• [What is required]: Return the data below unchanged, keeping every line in the same order and form.

A run of records
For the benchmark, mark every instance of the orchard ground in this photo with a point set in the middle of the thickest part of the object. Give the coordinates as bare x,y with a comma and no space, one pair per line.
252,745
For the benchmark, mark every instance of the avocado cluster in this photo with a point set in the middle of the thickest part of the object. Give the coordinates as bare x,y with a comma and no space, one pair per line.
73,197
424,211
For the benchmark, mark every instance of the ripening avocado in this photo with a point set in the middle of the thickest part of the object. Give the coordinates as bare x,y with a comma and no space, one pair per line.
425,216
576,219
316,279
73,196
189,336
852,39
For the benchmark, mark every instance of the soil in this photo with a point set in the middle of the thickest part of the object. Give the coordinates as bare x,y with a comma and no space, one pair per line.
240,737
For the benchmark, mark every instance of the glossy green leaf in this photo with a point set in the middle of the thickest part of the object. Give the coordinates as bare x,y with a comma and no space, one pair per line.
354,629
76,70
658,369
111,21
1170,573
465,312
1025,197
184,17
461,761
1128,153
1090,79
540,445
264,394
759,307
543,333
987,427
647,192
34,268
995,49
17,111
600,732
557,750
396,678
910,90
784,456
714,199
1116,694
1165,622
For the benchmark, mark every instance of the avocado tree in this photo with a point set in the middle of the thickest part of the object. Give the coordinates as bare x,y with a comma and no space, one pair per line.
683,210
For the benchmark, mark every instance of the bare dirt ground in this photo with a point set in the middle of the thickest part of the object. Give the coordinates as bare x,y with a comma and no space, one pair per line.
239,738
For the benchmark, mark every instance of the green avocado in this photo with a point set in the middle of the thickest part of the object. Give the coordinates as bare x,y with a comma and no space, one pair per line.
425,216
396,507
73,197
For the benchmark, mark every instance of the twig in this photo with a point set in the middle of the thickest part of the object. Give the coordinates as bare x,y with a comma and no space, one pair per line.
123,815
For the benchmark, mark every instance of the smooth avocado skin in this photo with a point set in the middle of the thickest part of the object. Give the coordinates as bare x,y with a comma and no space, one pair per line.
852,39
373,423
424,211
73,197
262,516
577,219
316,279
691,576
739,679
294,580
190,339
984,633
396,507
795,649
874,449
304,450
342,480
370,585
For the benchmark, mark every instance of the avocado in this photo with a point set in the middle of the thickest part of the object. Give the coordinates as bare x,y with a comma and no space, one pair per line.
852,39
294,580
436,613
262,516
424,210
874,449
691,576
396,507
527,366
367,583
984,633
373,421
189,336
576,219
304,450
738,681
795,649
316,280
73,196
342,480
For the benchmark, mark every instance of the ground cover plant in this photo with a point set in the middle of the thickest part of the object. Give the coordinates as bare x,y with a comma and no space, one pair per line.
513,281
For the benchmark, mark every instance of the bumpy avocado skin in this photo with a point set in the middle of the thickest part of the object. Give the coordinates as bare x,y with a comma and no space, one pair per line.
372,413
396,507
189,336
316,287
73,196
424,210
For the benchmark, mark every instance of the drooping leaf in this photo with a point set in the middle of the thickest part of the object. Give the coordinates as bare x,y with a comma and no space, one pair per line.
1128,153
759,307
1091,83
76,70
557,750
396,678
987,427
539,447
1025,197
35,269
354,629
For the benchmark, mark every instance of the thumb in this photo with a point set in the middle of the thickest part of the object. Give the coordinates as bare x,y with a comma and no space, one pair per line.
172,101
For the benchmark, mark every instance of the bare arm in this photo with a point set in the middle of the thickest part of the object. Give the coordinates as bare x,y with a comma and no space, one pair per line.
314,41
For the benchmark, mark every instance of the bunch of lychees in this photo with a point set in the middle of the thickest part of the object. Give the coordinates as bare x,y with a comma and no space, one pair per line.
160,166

• [Result for this exercise]:
For the benchmark, mark every instance of the orchard ground in this photo with a point set in the middle of the thickest part of the object. Give the coordinates as bare x,y with a comma and no space, one pair per line.
252,745
For the benchmark, mark every instance of the avocado cluster in this photo with a point set in the middle of the thickest part of the object. Give the coordinates as bare x,y with a comma and no space, one pair per line.
73,197
424,211
For the benchmark, mark every instance of the ripening avocado in this photo with a point set in the middle of the thickest part of the object. Give the coordinates as bare x,y with a comma and no space, one pair per line.
425,216
576,219
316,279
73,196
189,336
852,39
For the benchmark, mark every instance of the soil in this photo with a point set in the middle of the thickest part of the object. Give the coordinates as bare x,y with a comma and no space, one pair per line.
240,737
For the benchmark, mark every instance of the glossy green leaf in this photo with a point set in the middle of the thickest part of the object. Give the coordinates as bare x,y with a comma and no space, one pair per line.
354,629
76,70
658,369
111,21
1170,573
465,312
1025,197
184,17
461,761
1128,153
1090,79
540,445
264,394
759,307
543,333
987,427
647,192
34,268
995,49
17,111
600,732
557,750
396,678
910,90
784,456
714,199
1116,694
1165,622
For the benchmark, mark every instance of the avocado tree in this photo with a point set in the middle of the thickest part of the object. Give the coordinates as bare x,y with a comma and no space, one pair per line.
683,210
For the benchmark, mark every instance of the bare dirt ground in this photo with a point set in the middle of the thickest part of the object. Give the coordinates as bare x,y with a comma and no space, one pair per line.
239,738
For the benchmark, mark every instance of the green avocado in this photo with a point set in the middle of the thickest part of the object. Give the coordinates as bare x,y with a comma and no space, one pair per line.
425,216
396,507
73,197
For the benchmark, mark every instance of the twig in this photo with a point set in the middle of the thickest part of the object. Give the coordinates as bare x,y with a comma and no space, one pair per line.
123,815
For the benchmark, mark every instance of the smooth avocado skin in this photo with a point set in the middle of the thickest part of the object. Give the coordinates as bare x,y with a comma and no space, one pair per line.
852,39
373,423
424,211
73,197
262,516
577,219
316,279
691,576
739,679
294,580
190,339
984,633
396,507
795,649
874,449
304,450
342,480
370,585
For the benchmark, mark every instance of the avocado in this photo with a point set in the middle of the thickest part of the object. Give the coordinates as bare x,y with a comma and no space, one pair per line.
852,39
294,580
436,613
262,516
424,210
874,449
691,576
396,507
527,366
367,583
984,633
373,421
189,336
576,219
304,450
738,681
795,649
316,280
73,196
342,480
For the benchmark, mark every instance of the ground cover plant in this photo with a point set in the middle of the thickest part of the object. Give the coordinates as bare x,y with a comma and no space, one pair per line.
513,281
For the benchmark, mark every instance of the bumpy avocado skin in this photo with a point set in the middle of the thickest part of the object. Give the coordinates as bare x,y with a comma and no space, one pair per line.
372,413
396,507
189,336
316,287
73,196
424,210
For the benchmark, mark every instance of the drooping leaf in this photo with a point set in the middle of the thickest part of the object. Give the coordinates as bare x,y with a comma and no space, one pair per line.
1128,153
759,307
1091,83
76,70
557,750
396,678
987,427
539,447
1025,197
35,269
354,629
For the benchmark, mark every instance of the thumb in this photo with a point set in the middle of the thickest part of the object. Give the coordinates as bare x,y with a comma and no space, one pair per line.
172,101
For the benchmark, mark every instance of the bare arm in this photo with a point set in the middle of the thickest part of the object. Give the coordinates as bare x,y with a comma and no space, one pair per line.
314,41
For the benchmark, mark every instance of the bunch of lychees in this photo with a point set in the middle of the thickest part of the object. Give the coordinates as bare x,y with a comma and no space, one pair per line.
160,166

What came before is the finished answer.